--- BEGIN Material provided ---
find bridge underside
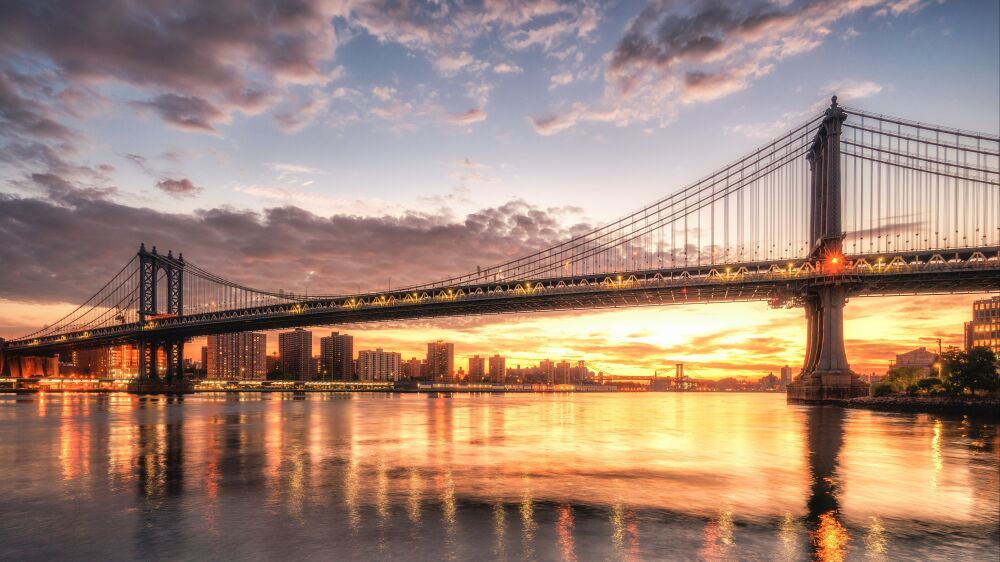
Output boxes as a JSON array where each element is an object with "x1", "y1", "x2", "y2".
[{"x1": 6, "y1": 258, "x2": 1000, "y2": 372}]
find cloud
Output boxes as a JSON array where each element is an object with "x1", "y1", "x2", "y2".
[
  {"x1": 823, "y1": 80, "x2": 882, "y2": 102},
  {"x1": 434, "y1": 51, "x2": 476, "y2": 76},
  {"x1": 274, "y1": 91, "x2": 330, "y2": 133},
  {"x1": 346, "y1": 0, "x2": 600, "y2": 76},
  {"x1": 533, "y1": 0, "x2": 922, "y2": 134},
  {"x1": 0, "y1": 176, "x2": 583, "y2": 302},
  {"x1": 493, "y1": 62, "x2": 524, "y2": 74},
  {"x1": 449, "y1": 158, "x2": 498, "y2": 189},
  {"x1": 448, "y1": 107, "x2": 486, "y2": 125},
  {"x1": 0, "y1": 67, "x2": 76, "y2": 140},
  {"x1": 0, "y1": 0, "x2": 339, "y2": 130},
  {"x1": 156, "y1": 178, "x2": 201, "y2": 199},
  {"x1": 133, "y1": 94, "x2": 228, "y2": 132}
]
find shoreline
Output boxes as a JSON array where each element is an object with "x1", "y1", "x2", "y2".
[{"x1": 841, "y1": 396, "x2": 1000, "y2": 419}]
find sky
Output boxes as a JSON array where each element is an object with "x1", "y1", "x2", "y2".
[{"x1": 0, "y1": 0, "x2": 1000, "y2": 378}]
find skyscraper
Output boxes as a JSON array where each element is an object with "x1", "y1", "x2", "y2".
[
  {"x1": 427, "y1": 340, "x2": 455, "y2": 382},
  {"x1": 490, "y1": 354, "x2": 507, "y2": 383},
  {"x1": 965, "y1": 297, "x2": 1000, "y2": 355},
  {"x1": 469, "y1": 355, "x2": 486, "y2": 382},
  {"x1": 319, "y1": 332, "x2": 354, "y2": 381},
  {"x1": 278, "y1": 328, "x2": 316, "y2": 381},
  {"x1": 358, "y1": 348, "x2": 402, "y2": 381},
  {"x1": 205, "y1": 332, "x2": 267, "y2": 380}
]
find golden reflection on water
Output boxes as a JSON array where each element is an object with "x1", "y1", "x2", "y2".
[
  {"x1": 865, "y1": 517, "x2": 889, "y2": 562},
  {"x1": 556, "y1": 504, "x2": 576, "y2": 560},
  {"x1": 812, "y1": 511, "x2": 850, "y2": 562},
  {"x1": 493, "y1": 501, "x2": 507, "y2": 560},
  {"x1": 778, "y1": 512, "x2": 802, "y2": 561},
  {"x1": 931, "y1": 419, "x2": 944, "y2": 488},
  {"x1": 0, "y1": 394, "x2": 1000, "y2": 561},
  {"x1": 519, "y1": 477, "x2": 535, "y2": 560}
]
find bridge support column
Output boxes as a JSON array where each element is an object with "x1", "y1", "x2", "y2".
--- END Material provided ---
--- Exercise instructions ---
Rewrite the part of the records that opens with the line containing "find bridge support column" and runs through the end of the records, swapping "support column" for "pier" and leaving everything else the same.

--- Worked answer ---
find bridge pier
Output boxes as a JSON array where each element is an object with "x1", "y1", "x2", "y2".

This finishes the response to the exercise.